*WHAT YOU NEED TO DO*. Lines with the word "wall" in them are the ones to copy from the records.

* * * *

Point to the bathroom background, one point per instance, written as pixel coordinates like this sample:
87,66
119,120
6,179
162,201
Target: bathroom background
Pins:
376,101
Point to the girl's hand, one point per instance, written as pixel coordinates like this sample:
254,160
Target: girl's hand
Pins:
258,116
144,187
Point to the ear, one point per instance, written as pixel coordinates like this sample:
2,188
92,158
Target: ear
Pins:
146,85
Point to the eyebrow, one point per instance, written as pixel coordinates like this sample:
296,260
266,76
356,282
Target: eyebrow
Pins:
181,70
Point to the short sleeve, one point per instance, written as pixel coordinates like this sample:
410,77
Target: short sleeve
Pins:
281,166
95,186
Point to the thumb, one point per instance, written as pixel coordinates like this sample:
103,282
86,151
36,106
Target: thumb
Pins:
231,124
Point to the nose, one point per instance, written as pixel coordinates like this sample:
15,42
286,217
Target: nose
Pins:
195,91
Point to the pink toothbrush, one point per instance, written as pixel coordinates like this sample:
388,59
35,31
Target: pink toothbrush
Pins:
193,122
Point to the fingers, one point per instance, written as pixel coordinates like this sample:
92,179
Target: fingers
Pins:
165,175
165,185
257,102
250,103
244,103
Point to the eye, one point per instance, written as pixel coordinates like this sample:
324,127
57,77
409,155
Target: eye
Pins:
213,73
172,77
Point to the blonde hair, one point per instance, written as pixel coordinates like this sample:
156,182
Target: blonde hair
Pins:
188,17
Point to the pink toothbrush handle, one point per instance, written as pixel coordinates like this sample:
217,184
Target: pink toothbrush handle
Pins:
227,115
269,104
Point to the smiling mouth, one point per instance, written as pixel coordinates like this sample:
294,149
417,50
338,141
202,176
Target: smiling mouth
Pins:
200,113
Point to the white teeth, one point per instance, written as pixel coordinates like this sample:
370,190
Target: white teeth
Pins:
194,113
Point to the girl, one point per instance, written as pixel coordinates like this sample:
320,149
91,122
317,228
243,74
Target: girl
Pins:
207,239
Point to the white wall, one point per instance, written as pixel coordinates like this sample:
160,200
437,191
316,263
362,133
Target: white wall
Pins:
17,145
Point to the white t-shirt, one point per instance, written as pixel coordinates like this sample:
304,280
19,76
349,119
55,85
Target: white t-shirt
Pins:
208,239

* * * *

*SOLUTION TO THIS PROBLEM*.
Point to the white wall, one point per instance, written as pixel coordinates like this sample:
Target: white wall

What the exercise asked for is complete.